>> BEGIN Listed records

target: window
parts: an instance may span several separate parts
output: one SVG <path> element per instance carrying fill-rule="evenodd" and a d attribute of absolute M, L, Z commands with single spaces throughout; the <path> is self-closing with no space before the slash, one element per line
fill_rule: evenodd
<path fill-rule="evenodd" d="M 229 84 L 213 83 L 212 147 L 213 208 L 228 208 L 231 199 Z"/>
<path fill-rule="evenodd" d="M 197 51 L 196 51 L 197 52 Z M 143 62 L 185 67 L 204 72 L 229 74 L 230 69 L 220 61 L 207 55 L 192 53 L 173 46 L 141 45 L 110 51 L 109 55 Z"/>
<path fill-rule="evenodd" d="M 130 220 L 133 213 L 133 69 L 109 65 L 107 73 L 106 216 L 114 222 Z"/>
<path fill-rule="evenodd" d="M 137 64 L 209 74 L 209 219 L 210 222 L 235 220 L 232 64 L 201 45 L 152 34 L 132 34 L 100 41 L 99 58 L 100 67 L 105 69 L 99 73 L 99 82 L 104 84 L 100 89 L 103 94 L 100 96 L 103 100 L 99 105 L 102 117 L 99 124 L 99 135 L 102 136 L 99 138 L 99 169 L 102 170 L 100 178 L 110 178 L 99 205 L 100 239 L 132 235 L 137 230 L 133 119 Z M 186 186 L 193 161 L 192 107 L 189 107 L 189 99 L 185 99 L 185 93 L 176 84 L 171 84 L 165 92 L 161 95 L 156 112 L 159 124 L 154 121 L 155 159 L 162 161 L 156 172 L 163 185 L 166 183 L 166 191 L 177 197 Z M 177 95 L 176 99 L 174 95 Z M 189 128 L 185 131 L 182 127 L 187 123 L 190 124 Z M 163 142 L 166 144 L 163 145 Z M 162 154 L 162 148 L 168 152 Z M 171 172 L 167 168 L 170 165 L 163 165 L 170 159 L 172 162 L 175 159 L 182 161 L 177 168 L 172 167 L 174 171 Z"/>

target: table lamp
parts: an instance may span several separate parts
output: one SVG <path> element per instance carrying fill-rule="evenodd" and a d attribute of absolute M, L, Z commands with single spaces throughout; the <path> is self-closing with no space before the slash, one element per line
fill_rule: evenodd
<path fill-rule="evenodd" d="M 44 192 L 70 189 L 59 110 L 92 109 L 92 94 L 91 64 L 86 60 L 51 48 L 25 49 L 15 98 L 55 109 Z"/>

>> END Listed records

Work instructions: Echo the stretch from the line containing "target: table lamp" through the end of the items, both ends included, reproducing each line unchanged.

Output of the exercise:
target: table lamp
parts: an instance may span several separate parts
output: one SVG <path> element per instance carrying fill-rule="evenodd" and a d attribute of absolute M, L, Z commands with single spaces throughout; the <path> is self-closing with no space before the slash, one element per line
fill_rule: evenodd
<path fill-rule="evenodd" d="M 44 192 L 70 189 L 59 110 L 92 109 L 92 94 L 91 64 L 86 60 L 51 48 L 25 49 L 15 98 L 55 109 Z"/>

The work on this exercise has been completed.